Content starts

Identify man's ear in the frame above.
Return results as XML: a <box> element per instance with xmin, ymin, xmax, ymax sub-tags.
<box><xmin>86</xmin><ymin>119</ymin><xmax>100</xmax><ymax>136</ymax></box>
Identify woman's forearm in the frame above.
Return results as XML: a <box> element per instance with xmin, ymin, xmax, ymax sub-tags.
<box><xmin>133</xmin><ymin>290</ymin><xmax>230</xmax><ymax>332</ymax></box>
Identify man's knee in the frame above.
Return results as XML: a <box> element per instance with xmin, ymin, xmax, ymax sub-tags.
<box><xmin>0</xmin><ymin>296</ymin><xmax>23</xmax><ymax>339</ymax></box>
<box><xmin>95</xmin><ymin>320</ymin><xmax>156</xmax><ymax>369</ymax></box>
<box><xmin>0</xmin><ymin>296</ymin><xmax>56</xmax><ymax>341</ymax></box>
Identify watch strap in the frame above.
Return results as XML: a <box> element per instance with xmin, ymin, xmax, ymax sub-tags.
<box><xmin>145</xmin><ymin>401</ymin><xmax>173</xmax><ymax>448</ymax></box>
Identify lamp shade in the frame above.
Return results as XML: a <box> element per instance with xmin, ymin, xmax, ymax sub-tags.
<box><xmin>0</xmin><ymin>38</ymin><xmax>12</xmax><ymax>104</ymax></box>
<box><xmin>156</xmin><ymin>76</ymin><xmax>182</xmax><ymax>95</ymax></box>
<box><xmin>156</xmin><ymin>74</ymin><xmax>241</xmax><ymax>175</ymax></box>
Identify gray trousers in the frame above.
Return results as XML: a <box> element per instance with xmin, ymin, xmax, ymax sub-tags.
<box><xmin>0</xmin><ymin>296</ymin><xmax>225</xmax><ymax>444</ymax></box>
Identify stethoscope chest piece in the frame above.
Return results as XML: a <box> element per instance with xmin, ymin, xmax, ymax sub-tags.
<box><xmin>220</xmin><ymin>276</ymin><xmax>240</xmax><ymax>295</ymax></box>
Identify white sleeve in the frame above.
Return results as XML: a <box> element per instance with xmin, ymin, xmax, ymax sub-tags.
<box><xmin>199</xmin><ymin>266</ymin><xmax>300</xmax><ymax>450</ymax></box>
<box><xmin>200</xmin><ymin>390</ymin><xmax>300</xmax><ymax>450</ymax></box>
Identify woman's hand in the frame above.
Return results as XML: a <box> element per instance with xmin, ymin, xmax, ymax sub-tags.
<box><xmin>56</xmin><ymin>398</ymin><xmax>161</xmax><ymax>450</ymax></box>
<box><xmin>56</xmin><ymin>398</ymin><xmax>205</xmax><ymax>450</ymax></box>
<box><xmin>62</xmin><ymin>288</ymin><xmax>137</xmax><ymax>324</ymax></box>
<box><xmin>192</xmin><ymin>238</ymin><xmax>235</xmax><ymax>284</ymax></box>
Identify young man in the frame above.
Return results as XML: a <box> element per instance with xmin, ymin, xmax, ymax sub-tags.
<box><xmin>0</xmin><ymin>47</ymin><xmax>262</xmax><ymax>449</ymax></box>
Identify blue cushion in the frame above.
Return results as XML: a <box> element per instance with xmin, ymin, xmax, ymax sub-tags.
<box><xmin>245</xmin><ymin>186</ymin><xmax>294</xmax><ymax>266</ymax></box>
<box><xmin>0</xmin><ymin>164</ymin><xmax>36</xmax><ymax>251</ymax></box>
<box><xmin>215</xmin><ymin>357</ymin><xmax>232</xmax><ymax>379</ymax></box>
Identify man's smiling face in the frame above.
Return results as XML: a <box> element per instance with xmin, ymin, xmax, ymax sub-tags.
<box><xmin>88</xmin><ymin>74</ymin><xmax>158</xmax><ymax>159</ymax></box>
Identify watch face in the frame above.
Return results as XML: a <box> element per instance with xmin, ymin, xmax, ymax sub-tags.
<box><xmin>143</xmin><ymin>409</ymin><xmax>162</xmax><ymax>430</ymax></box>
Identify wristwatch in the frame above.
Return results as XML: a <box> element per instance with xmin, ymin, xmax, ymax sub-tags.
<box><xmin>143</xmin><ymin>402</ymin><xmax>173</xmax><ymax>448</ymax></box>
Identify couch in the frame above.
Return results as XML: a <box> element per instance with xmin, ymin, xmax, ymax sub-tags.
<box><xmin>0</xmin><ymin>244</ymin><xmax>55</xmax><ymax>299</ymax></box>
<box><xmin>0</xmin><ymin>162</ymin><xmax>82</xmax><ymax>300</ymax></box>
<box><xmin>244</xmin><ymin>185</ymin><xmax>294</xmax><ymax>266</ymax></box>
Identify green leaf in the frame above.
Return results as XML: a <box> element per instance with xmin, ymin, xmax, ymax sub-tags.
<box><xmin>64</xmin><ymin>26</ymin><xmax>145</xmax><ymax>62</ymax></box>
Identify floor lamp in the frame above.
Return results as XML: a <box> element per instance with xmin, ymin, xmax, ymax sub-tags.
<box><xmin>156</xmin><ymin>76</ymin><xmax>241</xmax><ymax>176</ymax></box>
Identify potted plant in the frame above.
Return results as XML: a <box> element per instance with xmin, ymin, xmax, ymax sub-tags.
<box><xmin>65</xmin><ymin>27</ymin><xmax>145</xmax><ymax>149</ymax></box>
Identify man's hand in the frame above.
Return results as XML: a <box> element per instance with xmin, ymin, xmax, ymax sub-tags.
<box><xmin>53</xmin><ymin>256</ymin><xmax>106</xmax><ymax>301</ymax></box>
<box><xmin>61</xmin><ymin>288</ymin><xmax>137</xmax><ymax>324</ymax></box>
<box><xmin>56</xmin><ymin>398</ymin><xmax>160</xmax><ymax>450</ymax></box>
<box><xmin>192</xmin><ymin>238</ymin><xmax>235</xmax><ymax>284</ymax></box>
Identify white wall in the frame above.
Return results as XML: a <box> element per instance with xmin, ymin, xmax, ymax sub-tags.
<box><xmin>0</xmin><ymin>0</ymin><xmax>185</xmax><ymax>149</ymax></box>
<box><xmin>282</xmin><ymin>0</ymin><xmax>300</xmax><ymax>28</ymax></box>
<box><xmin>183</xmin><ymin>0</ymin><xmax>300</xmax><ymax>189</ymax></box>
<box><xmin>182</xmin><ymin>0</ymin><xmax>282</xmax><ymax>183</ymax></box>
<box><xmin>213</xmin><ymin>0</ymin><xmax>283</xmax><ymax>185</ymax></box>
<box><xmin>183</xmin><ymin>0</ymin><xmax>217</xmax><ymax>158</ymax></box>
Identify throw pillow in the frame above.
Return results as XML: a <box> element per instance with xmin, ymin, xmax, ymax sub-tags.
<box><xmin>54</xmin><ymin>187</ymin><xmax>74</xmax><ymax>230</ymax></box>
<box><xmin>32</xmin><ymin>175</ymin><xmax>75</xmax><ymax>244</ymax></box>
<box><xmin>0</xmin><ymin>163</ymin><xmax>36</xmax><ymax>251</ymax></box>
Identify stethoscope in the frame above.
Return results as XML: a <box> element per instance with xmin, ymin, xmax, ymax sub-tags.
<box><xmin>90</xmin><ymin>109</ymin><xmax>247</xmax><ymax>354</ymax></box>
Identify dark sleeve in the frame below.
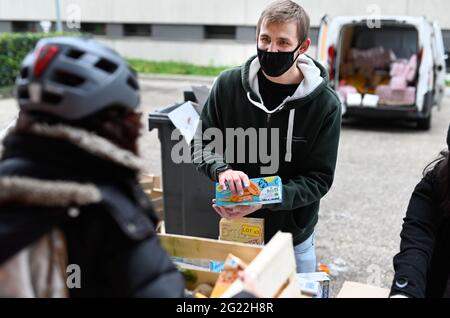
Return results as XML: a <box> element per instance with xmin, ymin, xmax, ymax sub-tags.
<box><xmin>191</xmin><ymin>76</ymin><xmax>230</xmax><ymax>182</ymax></box>
<box><xmin>87</xmin><ymin>210</ymin><xmax>186</xmax><ymax>298</ymax></box>
<box><xmin>0</xmin><ymin>206</ymin><xmax>67</xmax><ymax>265</ymax></box>
<box><xmin>390</xmin><ymin>172</ymin><xmax>440</xmax><ymax>298</ymax></box>
<box><xmin>129</xmin><ymin>234</ymin><xmax>186</xmax><ymax>298</ymax></box>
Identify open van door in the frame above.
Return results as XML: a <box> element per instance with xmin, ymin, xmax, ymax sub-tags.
<box><xmin>431</xmin><ymin>21</ymin><xmax>446</xmax><ymax>108</ymax></box>
<box><xmin>317</xmin><ymin>15</ymin><xmax>330</xmax><ymax>67</ymax></box>
<box><xmin>316</xmin><ymin>15</ymin><xmax>346</xmax><ymax>114</ymax></box>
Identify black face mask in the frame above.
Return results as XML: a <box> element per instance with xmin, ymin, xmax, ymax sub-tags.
<box><xmin>257</xmin><ymin>43</ymin><xmax>301</xmax><ymax>77</ymax></box>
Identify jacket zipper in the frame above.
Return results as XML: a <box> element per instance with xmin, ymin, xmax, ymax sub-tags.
<box><xmin>267</xmin><ymin>113</ymin><xmax>272</xmax><ymax>158</ymax></box>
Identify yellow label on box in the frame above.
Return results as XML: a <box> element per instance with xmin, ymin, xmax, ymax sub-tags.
<box><xmin>241</xmin><ymin>225</ymin><xmax>261</xmax><ymax>237</ymax></box>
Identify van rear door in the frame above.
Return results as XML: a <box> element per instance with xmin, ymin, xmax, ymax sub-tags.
<box><xmin>317</xmin><ymin>15</ymin><xmax>347</xmax><ymax>113</ymax></box>
<box><xmin>317</xmin><ymin>15</ymin><xmax>331</xmax><ymax>67</ymax></box>
<box><xmin>431</xmin><ymin>21</ymin><xmax>446</xmax><ymax>108</ymax></box>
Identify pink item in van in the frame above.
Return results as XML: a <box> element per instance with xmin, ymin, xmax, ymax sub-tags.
<box><xmin>389</xmin><ymin>54</ymin><xmax>418</xmax><ymax>90</ymax></box>
<box><xmin>349</xmin><ymin>47</ymin><xmax>396</xmax><ymax>69</ymax></box>
<box><xmin>375</xmin><ymin>85</ymin><xmax>416</xmax><ymax>105</ymax></box>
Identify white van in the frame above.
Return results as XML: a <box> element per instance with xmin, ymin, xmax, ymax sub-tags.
<box><xmin>317</xmin><ymin>15</ymin><xmax>447</xmax><ymax>130</ymax></box>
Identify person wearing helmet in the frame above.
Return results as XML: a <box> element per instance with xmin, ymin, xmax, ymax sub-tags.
<box><xmin>0</xmin><ymin>36</ymin><xmax>185</xmax><ymax>297</ymax></box>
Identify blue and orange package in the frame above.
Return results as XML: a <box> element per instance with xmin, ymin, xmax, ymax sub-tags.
<box><xmin>215</xmin><ymin>176</ymin><xmax>283</xmax><ymax>207</ymax></box>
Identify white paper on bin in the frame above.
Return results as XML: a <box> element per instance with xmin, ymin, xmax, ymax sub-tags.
<box><xmin>167</xmin><ymin>101</ymin><xmax>200</xmax><ymax>144</ymax></box>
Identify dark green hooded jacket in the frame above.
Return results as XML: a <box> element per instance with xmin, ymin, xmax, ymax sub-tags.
<box><xmin>192</xmin><ymin>54</ymin><xmax>341</xmax><ymax>245</ymax></box>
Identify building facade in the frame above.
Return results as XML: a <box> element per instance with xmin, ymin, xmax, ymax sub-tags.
<box><xmin>1</xmin><ymin>0</ymin><xmax>449</xmax><ymax>66</ymax></box>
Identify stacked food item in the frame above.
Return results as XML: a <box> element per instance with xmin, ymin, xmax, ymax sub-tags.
<box><xmin>337</xmin><ymin>46</ymin><xmax>418</xmax><ymax>107</ymax></box>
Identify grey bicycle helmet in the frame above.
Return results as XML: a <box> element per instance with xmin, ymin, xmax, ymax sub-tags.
<box><xmin>15</xmin><ymin>36</ymin><xmax>140</xmax><ymax>120</ymax></box>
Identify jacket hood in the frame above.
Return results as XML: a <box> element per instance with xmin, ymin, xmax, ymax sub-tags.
<box><xmin>241</xmin><ymin>54</ymin><xmax>329</xmax><ymax>162</ymax></box>
<box><xmin>242</xmin><ymin>54</ymin><xmax>329</xmax><ymax>113</ymax></box>
<box><xmin>3</xmin><ymin>122</ymin><xmax>146</xmax><ymax>172</ymax></box>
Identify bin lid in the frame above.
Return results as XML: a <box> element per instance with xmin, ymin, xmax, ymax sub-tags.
<box><xmin>148</xmin><ymin>101</ymin><xmax>202</xmax><ymax>131</ymax></box>
<box><xmin>148</xmin><ymin>103</ymin><xmax>183</xmax><ymax>130</ymax></box>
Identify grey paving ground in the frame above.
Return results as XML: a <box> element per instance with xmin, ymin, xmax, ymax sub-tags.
<box><xmin>318</xmin><ymin>104</ymin><xmax>450</xmax><ymax>296</ymax></box>
<box><xmin>2</xmin><ymin>75</ymin><xmax>450</xmax><ymax>297</ymax></box>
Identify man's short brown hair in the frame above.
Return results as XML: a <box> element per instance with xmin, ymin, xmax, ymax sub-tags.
<box><xmin>256</xmin><ymin>0</ymin><xmax>310</xmax><ymax>43</ymax></box>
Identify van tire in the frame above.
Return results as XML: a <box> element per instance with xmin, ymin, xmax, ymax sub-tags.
<box><xmin>417</xmin><ymin>115</ymin><xmax>431</xmax><ymax>130</ymax></box>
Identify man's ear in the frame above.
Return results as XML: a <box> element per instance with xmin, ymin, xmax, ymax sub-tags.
<box><xmin>299</xmin><ymin>38</ymin><xmax>311</xmax><ymax>54</ymax></box>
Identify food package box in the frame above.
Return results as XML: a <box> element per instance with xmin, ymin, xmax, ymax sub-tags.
<box><xmin>171</xmin><ymin>256</ymin><xmax>225</xmax><ymax>272</ymax></box>
<box><xmin>215</xmin><ymin>176</ymin><xmax>282</xmax><ymax>207</ymax></box>
<box><xmin>296</xmin><ymin>272</ymin><xmax>331</xmax><ymax>298</ymax></box>
<box><xmin>219</xmin><ymin>217</ymin><xmax>264</xmax><ymax>245</ymax></box>
<box><xmin>210</xmin><ymin>254</ymin><xmax>247</xmax><ymax>298</ymax></box>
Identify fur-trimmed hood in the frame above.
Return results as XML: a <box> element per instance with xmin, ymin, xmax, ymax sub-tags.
<box><xmin>0</xmin><ymin>176</ymin><xmax>101</xmax><ymax>207</ymax></box>
<box><xmin>0</xmin><ymin>122</ymin><xmax>160</xmax><ymax>298</ymax></box>
<box><xmin>0</xmin><ymin>122</ymin><xmax>145</xmax><ymax>207</ymax></box>
<box><xmin>22</xmin><ymin>123</ymin><xmax>146</xmax><ymax>172</ymax></box>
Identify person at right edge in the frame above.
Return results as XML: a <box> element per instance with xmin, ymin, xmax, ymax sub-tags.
<box><xmin>191</xmin><ymin>0</ymin><xmax>342</xmax><ymax>273</ymax></box>
<box><xmin>390</xmin><ymin>125</ymin><xmax>450</xmax><ymax>298</ymax></box>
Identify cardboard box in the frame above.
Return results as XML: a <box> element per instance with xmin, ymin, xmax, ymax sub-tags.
<box><xmin>140</xmin><ymin>174</ymin><xmax>164</xmax><ymax>220</ymax></box>
<box><xmin>337</xmin><ymin>281</ymin><xmax>390</xmax><ymax>298</ymax></box>
<box><xmin>159</xmin><ymin>233</ymin><xmax>262</xmax><ymax>291</ymax></box>
<box><xmin>296</xmin><ymin>272</ymin><xmax>331</xmax><ymax>298</ymax></box>
<box><xmin>362</xmin><ymin>94</ymin><xmax>379</xmax><ymax>108</ymax></box>
<box><xmin>159</xmin><ymin>232</ymin><xmax>300</xmax><ymax>298</ymax></box>
<box><xmin>347</xmin><ymin>93</ymin><xmax>362</xmax><ymax>106</ymax></box>
<box><xmin>215</xmin><ymin>176</ymin><xmax>282</xmax><ymax>207</ymax></box>
<box><xmin>219</xmin><ymin>217</ymin><xmax>264</xmax><ymax>245</ymax></box>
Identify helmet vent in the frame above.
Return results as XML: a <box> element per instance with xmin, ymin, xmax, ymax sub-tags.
<box><xmin>66</xmin><ymin>49</ymin><xmax>85</xmax><ymax>60</ymax></box>
<box><xmin>94</xmin><ymin>58</ymin><xmax>118</xmax><ymax>74</ymax></box>
<box><xmin>18</xmin><ymin>87</ymin><xmax>30</xmax><ymax>99</ymax></box>
<box><xmin>20</xmin><ymin>67</ymin><xmax>29</xmax><ymax>79</ymax></box>
<box><xmin>52</xmin><ymin>69</ymin><xmax>85</xmax><ymax>87</ymax></box>
<box><xmin>42</xmin><ymin>91</ymin><xmax>63</xmax><ymax>104</ymax></box>
<box><xmin>127</xmin><ymin>76</ymin><xmax>139</xmax><ymax>90</ymax></box>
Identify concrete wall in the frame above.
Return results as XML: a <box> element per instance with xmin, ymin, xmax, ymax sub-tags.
<box><xmin>1</xmin><ymin>0</ymin><xmax>450</xmax><ymax>28</ymax></box>
<box><xmin>152</xmin><ymin>25</ymin><xmax>204</xmax><ymax>41</ymax></box>
<box><xmin>0</xmin><ymin>0</ymin><xmax>448</xmax><ymax>66</ymax></box>
<box><xmin>98</xmin><ymin>37</ymin><xmax>317</xmax><ymax>66</ymax></box>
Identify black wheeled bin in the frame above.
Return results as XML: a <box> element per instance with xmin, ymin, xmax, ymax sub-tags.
<box><xmin>148</xmin><ymin>102</ymin><xmax>220</xmax><ymax>239</ymax></box>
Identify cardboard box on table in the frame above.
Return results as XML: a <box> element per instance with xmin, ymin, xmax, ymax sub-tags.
<box><xmin>337</xmin><ymin>281</ymin><xmax>390</xmax><ymax>298</ymax></box>
<box><xmin>159</xmin><ymin>231</ymin><xmax>300</xmax><ymax>298</ymax></box>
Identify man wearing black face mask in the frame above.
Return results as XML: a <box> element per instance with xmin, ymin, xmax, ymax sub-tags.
<box><xmin>192</xmin><ymin>0</ymin><xmax>341</xmax><ymax>273</ymax></box>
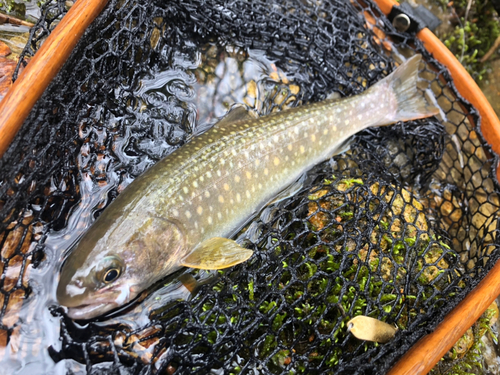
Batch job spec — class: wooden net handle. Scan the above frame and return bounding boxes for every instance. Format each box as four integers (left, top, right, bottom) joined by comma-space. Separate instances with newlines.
0, 0, 109, 157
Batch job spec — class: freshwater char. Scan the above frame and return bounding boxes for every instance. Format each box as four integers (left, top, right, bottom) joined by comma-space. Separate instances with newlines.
57, 55, 438, 319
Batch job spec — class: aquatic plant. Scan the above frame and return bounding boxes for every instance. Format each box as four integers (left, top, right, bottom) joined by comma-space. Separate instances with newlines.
438, 0, 500, 81
187, 170, 463, 373
430, 302, 499, 375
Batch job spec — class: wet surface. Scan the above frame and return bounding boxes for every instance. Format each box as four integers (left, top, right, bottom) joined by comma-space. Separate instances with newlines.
0, 0, 498, 373
0, 41, 306, 374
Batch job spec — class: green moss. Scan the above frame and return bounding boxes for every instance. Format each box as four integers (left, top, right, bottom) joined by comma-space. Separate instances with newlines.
209, 177, 460, 372
438, 0, 500, 81
430, 304, 498, 375
152, 173, 463, 373
0, 0, 27, 17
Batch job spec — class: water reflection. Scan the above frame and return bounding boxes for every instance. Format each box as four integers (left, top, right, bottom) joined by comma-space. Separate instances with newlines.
0, 41, 299, 373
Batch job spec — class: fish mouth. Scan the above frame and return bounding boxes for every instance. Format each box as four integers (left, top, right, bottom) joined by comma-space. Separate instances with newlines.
66, 301, 120, 320
62, 283, 141, 320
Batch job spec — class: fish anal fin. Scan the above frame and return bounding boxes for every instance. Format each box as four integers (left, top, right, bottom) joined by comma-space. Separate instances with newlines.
216, 105, 258, 128
180, 237, 253, 270
332, 137, 354, 156
266, 173, 307, 207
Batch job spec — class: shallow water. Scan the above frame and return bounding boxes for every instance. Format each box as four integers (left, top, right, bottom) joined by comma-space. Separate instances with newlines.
0, 7, 498, 370
0, 42, 302, 374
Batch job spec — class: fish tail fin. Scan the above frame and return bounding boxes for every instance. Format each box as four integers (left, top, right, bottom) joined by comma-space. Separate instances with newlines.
373, 54, 439, 125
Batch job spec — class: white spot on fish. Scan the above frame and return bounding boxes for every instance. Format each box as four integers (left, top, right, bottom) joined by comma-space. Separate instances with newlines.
185, 211, 192, 219
274, 157, 280, 166
183, 187, 189, 194
224, 183, 230, 191
197, 206, 203, 215
235, 175, 241, 183
66, 284, 86, 297
205, 191, 210, 198
219, 195, 224, 203
114, 283, 131, 305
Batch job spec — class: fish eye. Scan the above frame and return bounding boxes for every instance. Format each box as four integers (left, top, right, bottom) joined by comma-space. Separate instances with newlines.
96, 255, 124, 285
103, 268, 121, 283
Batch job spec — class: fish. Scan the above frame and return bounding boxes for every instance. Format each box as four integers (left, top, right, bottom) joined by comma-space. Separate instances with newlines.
56, 54, 438, 319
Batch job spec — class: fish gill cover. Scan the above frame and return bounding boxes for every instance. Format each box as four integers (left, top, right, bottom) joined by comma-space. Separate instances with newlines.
0, 0, 498, 374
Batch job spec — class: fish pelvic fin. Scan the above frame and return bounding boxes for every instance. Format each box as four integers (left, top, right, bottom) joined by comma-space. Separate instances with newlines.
372, 54, 439, 125
180, 237, 253, 270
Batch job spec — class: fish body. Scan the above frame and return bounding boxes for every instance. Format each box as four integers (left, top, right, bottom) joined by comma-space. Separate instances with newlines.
57, 55, 438, 319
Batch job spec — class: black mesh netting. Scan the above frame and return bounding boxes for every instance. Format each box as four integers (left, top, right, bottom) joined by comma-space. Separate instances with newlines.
0, 0, 499, 373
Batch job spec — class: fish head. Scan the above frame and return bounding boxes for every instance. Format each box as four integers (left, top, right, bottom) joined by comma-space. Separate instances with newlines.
57, 214, 187, 320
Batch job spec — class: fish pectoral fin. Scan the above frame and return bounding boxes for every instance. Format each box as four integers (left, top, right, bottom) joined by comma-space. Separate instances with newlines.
180, 237, 254, 270
216, 105, 258, 127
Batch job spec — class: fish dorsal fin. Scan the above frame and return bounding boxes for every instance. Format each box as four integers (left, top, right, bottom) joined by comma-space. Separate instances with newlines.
180, 237, 253, 270
216, 105, 258, 128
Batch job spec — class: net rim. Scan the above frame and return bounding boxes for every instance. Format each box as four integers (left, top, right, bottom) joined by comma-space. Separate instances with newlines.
0, 0, 109, 157
372, 0, 500, 372
0, 0, 499, 372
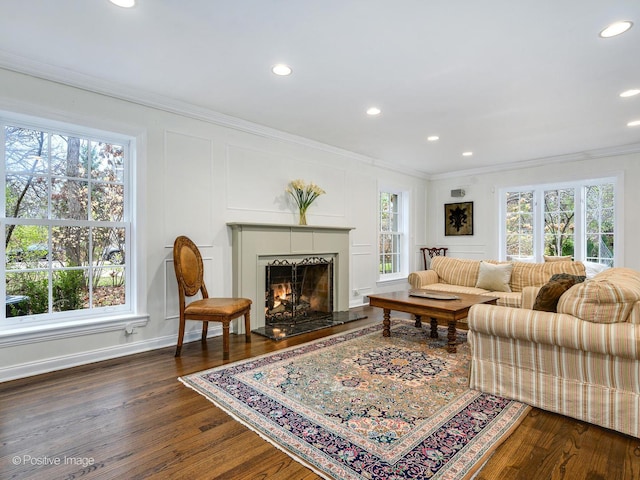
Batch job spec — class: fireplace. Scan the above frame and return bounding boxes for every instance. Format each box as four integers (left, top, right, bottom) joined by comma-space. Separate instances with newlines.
265, 257, 333, 325
228, 222, 356, 337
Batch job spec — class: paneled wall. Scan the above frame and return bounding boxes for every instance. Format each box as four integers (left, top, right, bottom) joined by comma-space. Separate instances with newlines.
0, 68, 427, 380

Content ends

About this exercise — When the word "door" shows up in a line of the entries, report that line.

Worked solution —
Identify open van door in the frame above.
Identify van rear door in the frame above.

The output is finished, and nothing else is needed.